(Excerpted records)
------------------------

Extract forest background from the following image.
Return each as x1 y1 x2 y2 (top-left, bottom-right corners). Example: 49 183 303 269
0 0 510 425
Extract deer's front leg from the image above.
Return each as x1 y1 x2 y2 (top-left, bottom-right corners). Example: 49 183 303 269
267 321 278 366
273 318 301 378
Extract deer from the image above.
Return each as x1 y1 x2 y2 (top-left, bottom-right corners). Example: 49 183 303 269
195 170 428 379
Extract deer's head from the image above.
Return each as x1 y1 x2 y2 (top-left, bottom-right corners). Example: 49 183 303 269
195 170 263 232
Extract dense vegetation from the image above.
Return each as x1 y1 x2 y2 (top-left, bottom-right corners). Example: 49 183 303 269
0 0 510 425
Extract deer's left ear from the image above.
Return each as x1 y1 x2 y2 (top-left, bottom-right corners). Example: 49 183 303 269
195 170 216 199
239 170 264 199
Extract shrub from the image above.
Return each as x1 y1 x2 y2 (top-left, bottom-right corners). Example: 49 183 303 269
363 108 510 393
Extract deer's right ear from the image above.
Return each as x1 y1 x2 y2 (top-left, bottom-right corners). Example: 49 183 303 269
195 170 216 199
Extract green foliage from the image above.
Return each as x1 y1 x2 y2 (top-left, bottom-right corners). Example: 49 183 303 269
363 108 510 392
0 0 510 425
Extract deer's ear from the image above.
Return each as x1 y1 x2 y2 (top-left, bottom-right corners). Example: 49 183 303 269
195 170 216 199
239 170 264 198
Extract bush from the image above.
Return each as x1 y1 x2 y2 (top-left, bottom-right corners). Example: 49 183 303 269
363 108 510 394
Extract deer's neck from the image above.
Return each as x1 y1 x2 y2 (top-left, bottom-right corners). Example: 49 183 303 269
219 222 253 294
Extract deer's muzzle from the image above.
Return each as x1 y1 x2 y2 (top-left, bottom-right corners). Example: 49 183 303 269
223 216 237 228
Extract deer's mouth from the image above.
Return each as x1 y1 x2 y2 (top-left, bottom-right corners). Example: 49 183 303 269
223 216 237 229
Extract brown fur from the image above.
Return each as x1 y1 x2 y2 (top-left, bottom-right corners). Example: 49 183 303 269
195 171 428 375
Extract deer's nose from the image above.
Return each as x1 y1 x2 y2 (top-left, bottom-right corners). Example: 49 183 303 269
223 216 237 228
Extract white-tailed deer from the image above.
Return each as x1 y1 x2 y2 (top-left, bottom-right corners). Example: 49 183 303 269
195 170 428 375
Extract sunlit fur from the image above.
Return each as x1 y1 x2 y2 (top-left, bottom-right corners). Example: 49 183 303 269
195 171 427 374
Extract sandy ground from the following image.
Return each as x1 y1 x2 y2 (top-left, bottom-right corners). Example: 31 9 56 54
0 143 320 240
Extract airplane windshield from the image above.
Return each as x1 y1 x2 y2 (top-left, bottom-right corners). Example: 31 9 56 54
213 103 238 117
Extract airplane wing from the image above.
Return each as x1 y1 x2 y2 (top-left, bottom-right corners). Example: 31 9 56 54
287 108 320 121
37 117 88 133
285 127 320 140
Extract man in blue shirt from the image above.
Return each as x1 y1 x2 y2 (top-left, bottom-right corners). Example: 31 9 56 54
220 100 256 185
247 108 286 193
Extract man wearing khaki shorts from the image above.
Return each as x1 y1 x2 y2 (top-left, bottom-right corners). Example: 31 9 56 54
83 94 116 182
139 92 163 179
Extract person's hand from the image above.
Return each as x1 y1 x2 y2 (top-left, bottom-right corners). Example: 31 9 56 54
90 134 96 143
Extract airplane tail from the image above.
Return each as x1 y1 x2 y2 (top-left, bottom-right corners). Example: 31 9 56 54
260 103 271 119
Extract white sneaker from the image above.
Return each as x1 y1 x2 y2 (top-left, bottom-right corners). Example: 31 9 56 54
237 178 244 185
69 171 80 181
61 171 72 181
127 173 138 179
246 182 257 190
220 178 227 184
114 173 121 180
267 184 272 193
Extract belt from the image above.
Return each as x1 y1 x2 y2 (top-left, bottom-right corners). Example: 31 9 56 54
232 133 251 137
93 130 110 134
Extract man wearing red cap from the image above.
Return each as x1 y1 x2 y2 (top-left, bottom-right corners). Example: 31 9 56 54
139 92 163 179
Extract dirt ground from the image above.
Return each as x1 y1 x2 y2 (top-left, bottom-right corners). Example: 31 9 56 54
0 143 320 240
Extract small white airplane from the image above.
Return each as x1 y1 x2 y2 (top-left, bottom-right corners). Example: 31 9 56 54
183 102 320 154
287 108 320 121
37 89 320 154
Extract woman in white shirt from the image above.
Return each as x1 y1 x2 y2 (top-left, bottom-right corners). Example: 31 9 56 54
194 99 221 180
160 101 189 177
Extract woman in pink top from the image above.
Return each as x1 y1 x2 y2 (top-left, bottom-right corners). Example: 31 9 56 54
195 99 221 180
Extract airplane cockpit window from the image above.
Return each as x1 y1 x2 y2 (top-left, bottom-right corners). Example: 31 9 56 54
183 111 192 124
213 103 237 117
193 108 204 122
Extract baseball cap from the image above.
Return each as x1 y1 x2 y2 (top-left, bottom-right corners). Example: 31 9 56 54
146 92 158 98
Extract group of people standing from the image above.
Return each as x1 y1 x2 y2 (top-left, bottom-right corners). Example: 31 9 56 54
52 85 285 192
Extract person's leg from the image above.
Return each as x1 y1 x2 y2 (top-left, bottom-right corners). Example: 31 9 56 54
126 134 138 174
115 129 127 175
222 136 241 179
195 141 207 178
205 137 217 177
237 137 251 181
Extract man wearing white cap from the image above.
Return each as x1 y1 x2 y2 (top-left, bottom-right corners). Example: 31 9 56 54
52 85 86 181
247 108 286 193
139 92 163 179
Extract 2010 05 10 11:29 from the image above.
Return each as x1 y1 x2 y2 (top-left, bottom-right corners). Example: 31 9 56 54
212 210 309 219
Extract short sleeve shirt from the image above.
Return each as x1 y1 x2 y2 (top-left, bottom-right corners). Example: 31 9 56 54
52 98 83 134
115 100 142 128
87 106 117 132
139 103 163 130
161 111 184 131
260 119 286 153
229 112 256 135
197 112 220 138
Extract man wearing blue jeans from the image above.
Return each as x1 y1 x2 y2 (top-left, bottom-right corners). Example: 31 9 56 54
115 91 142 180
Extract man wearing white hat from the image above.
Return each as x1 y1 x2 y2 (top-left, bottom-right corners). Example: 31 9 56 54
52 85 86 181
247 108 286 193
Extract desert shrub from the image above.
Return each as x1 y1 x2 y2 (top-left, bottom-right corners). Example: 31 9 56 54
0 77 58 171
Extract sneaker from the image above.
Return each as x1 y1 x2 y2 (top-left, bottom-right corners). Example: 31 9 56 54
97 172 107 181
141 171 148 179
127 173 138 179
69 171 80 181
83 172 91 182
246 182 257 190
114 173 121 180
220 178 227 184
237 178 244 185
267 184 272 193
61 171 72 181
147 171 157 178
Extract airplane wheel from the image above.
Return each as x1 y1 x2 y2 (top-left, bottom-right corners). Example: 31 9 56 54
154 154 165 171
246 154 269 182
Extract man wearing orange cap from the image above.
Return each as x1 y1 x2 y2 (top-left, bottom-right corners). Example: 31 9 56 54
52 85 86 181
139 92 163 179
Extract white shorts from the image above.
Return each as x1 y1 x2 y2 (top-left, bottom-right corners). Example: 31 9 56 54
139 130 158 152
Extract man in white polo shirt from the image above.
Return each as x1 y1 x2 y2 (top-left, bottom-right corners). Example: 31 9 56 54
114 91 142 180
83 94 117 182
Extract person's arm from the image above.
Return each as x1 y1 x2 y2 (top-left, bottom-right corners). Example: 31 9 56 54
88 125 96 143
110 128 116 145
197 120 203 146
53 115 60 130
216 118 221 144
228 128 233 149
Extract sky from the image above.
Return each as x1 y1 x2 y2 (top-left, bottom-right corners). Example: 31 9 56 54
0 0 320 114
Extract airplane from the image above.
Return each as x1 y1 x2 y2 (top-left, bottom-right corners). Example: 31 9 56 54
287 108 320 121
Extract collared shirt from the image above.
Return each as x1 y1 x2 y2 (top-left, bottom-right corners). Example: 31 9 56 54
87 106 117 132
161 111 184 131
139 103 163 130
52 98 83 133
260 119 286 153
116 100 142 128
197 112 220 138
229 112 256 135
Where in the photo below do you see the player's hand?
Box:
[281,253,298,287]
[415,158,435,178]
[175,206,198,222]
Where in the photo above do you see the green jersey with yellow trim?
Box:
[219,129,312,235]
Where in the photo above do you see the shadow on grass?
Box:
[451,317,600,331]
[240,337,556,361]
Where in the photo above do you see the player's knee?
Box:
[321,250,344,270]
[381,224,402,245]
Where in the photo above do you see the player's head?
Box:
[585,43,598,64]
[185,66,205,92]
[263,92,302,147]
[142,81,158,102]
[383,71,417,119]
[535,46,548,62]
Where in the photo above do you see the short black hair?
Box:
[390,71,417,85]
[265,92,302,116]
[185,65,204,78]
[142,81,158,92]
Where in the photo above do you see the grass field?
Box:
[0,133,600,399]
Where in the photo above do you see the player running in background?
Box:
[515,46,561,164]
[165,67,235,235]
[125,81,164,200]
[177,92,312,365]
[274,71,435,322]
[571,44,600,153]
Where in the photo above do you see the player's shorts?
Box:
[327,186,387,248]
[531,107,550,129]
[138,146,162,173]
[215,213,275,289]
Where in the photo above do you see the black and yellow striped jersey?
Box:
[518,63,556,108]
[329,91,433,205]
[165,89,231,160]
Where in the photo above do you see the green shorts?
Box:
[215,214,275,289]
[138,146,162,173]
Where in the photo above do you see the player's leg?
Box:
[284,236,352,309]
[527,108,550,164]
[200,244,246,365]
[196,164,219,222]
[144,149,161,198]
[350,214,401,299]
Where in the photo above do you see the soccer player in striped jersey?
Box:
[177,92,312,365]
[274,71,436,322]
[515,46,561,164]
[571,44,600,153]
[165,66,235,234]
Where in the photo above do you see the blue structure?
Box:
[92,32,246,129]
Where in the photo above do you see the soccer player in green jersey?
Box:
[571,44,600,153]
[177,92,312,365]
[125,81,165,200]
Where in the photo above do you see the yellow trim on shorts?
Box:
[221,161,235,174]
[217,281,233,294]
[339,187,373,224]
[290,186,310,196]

------------------------

(Exercise brief)
Starting with the line containing "Extract woman in pink" and going on through the line containing "195 99 221 180", give those lines again with "pink" switched to "red" and everything else left unchanged.

(Task solution)
Extract woman in red top from the image above.
Return each as x1 y1 x2 y2 (top-left, bottom-right corners). Example: 31 9 56 54
195 99 221 180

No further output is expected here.